• TASK BRIEF: Write the listing out again in full. Every character must match.

• ENTRIES SUPPLIED:
————
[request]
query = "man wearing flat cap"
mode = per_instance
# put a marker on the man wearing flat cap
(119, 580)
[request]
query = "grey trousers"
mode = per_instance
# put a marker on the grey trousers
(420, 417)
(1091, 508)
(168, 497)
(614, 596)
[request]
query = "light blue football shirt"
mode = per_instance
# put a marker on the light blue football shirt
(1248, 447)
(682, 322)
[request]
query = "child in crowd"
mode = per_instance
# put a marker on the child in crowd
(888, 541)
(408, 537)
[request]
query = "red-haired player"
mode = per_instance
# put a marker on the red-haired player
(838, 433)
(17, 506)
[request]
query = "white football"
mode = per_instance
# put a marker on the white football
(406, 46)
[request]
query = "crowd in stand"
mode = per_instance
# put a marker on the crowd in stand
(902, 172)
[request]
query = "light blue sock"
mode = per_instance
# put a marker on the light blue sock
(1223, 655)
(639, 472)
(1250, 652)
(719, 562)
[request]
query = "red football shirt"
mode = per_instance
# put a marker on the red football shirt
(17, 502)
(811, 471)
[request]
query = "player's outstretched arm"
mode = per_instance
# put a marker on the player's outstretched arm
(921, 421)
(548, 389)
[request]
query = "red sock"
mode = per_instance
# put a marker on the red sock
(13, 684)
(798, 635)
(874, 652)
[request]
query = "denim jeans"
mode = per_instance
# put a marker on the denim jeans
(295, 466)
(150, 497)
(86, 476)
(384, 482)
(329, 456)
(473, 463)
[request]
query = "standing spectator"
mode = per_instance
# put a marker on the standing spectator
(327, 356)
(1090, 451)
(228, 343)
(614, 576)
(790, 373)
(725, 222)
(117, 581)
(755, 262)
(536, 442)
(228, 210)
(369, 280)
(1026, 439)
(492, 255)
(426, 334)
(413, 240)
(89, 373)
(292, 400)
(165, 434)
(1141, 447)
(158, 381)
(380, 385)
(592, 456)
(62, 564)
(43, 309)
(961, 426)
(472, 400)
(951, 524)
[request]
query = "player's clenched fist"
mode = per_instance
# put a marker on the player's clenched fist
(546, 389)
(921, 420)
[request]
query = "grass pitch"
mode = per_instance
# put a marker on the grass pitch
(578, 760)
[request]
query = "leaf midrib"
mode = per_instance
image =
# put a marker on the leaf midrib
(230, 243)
————
• EXERCISE RESULT:
[request]
query = "man wearing flat cap"
mode = per_instance
# put a marker on the man wearing flat cap
(119, 580)
[request]
query = "grey trousers"
mode = per_instance
# put a marker on the grey trousers
(420, 417)
(1091, 508)
(168, 497)
(614, 596)
[request]
query = "light blue football shirt"
mode = per_instance
# put a marker on the light blue football shirt
(1248, 447)
(682, 322)
[request]
query = "child in crowd"
mode = per_instance
# put a marker on the child in crowd
(888, 541)
(408, 537)
[request]
query = "red-haired player"
mode = per_instance
# put a marker on the red-haired player
(838, 433)
(17, 506)
[request]
query = "white football"
mode = per_instance
# put a marker on the white football
(406, 46)
[request]
query = "crowd in stand"
mode = per_instance
# put a marker on the crowd in stand
(902, 172)
[request]
query = "light blue sock"
mode = per_instance
# put a marker on the light blue sock
(1223, 655)
(639, 472)
(1250, 652)
(719, 562)
[request]
query = "red football shirt"
mode = per_instance
# put a marker on the red football shirt
(17, 502)
(811, 471)
[request]
query = "player's outstretched arm"
mode = per_instance
# put a marker on the player's outstretched arm
(921, 421)
(548, 389)
[request]
query = "red sock"
mode = per_instance
# put a marker on the red sock
(13, 684)
(798, 635)
(874, 652)
[request]
query = "denim jeans"
mode = per_instance
# put a marker on the denim jeans
(295, 466)
(150, 497)
(86, 476)
(384, 482)
(329, 456)
(473, 463)
[request]
query = "standing spectator"
mode = per_instance
# put a marker on the standing spectator
(327, 356)
(1090, 451)
(228, 343)
(614, 576)
(790, 373)
(725, 222)
(117, 581)
(755, 262)
(536, 442)
(228, 210)
(369, 280)
(1026, 439)
(492, 255)
(426, 334)
(413, 240)
(89, 373)
(292, 400)
(165, 434)
(1141, 447)
(158, 381)
(380, 385)
(592, 456)
(62, 564)
(43, 309)
(961, 426)
(472, 400)
(951, 524)
[request]
query = "player's clenched fist"
mode = per_instance
# put a marker on the player's clenched fist
(546, 389)
(921, 420)
[request]
query = "grass pitch"
mode = per_instance
# put a marker on the grass pitch
(578, 760)
[request]
query = "leaf midrib"
mode = per_instance
image =
# put a marker on the leaf midrib
(230, 243)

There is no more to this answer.